──────── Records provided ────────

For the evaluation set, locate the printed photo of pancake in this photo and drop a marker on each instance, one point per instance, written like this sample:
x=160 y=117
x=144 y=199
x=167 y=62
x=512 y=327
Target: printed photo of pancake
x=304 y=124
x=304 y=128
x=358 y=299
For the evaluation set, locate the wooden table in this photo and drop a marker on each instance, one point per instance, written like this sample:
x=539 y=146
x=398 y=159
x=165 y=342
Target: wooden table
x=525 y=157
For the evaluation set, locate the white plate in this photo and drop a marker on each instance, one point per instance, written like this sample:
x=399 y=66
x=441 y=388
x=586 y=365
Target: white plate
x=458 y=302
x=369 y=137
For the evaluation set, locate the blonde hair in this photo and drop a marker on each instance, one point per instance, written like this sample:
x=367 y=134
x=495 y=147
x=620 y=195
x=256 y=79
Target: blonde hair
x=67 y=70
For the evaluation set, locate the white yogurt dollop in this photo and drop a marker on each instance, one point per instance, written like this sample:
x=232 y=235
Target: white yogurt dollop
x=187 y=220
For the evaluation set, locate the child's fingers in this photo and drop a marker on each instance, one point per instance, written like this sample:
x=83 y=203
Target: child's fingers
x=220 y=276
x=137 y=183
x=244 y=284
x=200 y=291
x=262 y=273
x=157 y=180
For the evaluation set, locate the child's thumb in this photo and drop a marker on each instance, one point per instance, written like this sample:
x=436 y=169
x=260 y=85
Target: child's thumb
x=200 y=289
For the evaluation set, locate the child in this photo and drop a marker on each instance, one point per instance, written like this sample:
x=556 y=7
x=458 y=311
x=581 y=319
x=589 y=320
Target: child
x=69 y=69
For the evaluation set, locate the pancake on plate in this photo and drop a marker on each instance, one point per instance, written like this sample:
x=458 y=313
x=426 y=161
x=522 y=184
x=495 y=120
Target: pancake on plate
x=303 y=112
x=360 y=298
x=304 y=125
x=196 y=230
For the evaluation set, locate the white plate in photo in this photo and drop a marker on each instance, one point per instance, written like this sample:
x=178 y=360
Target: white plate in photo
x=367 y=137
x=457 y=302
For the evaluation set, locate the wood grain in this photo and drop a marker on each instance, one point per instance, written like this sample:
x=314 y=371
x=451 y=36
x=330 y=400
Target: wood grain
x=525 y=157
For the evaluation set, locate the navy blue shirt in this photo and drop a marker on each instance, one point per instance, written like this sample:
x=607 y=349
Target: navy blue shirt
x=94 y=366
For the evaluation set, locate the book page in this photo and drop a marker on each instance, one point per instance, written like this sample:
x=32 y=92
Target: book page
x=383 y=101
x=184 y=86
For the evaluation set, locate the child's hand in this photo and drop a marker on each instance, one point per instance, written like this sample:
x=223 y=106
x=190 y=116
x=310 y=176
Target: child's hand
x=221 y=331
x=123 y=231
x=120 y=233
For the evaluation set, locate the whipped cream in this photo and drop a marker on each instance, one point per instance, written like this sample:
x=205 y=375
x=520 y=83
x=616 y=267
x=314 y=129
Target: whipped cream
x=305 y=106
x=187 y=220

────────

What to work on
Convert every line of the entries above into a JSON list of strings, one string per line, and leave out any blank lines.

Answer below
[
  "For the evaluation set, locate the printed photo of pancake in this photo and drop a marker on each instance, one point per instance, written like this sample:",
  "x=160 y=117",
  "x=144 y=199",
  "x=167 y=62",
  "x=512 y=327",
  "Target: printed photo of pancake",
  "x=304 y=124",
  "x=304 y=128",
  "x=358 y=299",
  "For the evaluation set, locate the wooden table in this photo and drop a marker on each instance, one point per instance, written like this sample:",
  "x=539 y=146",
  "x=398 y=159",
  "x=165 y=342",
  "Target: wooden table",
  "x=525 y=157",
  "For the evaluation set, locate the white plate in this photo and drop a marker on each instance, one point per instance, written like this sample:",
  "x=399 y=66",
  "x=441 y=388",
  "x=586 y=365",
  "Target: white plate",
  "x=458 y=302",
  "x=369 y=137",
  "For the evaluation set, locate the blonde hair in this photo and drop a marker on each instance, one point per instance, written like this sample:",
  "x=367 y=134",
  "x=495 y=147",
  "x=620 y=195",
  "x=256 y=79",
  "Target: blonde hair",
  "x=67 y=70",
  "For the evaluation set, locate the white yogurt dollop in this photo and drop a marker on each instance, one point per instance, written like this sample:",
  "x=232 y=235",
  "Target: white yogurt dollop",
  "x=187 y=220",
  "For the evaluation set, locate the child's fingers in this photo and drop a marker on each instance, one point per instance, written like this sample:",
  "x=83 y=203",
  "Target: child's fingers",
  "x=220 y=276",
  "x=137 y=183",
  "x=244 y=284",
  "x=200 y=291",
  "x=262 y=273",
  "x=157 y=180",
  "For the evaluation set, locate the child's thumb in this photo and drop a marker on each instance, one point per instance, written like this sample:",
  "x=436 y=169",
  "x=260 y=85",
  "Target: child's thumb",
  "x=200 y=289",
  "For the evaluation set, locate the child in this photo and drop a marker on each instance, one point per instance, written like this sample:",
  "x=556 y=7",
  "x=458 y=311",
  "x=581 y=319",
  "x=589 y=320",
  "Target: child",
  "x=69 y=69",
  "For the evaluation set, locate the pancake on plate in this photo and drop a marker on each instance, one point per instance, written like this sample:",
  "x=458 y=313",
  "x=426 y=161",
  "x=522 y=184",
  "x=495 y=120",
  "Target: pancake on plate",
  "x=303 y=112",
  "x=360 y=298",
  "x=304 y=125",
  "x=196 y=230",
  "For the evaluation set, locate the white plate in photo in this photo and drop a marker on each instance, one point per instance, written like this sample:",
  "x=178 y=360",
  "Target: white plate in photo",
  "x=367 y=137",
  "x=457 y=302",
  "For the evaluation set, locate the wood grain in this photo and drop a marker on each instance, one point per instance, written like this sample:",
  "x=314 y=371",
  "x=451 y=36",
  "x=330 y=400",
  "Target: wood grain",
  "x=525 y=157",
  "For the evaluation set, locate the navy blue shirt in this photo and drop a marker on each instance, one point per instance, written like this sample:",
  "x=607 y=349",
  "Target: navy blue shirt",
  "x=94 y=366",
  "For the evaluation set, locate the book page in this photo and drop a marker on each instance, one point per instance, written like this sample:",
  "x=32 y=92",
  "Target: book page",
  "x=383 y=101",
  "x=184 y=86",
  "For the evaluation set, locate the child's hand in this photo and drop a marker on each instance, one point per instance, written like this sample:",
  "x=223 y=106",
  "x=190 y=116",
  "x=310 y=176",
  "Target: child's hand",
  "x=221 y=331",
  "x=123 y=231",
  "x=120 y=233",
  "For the evaluation set, locate the whipped cream in this photo and drop a marker on each instance, one point per instance, written like this sample:",
  "x=205 y=375",
  "x=520 y=83",
  "x=616 y=267",
  "x=314 y=129",
  "Target: whipped cream",
  "x=305 y=106",
  "x=187 y=220"
]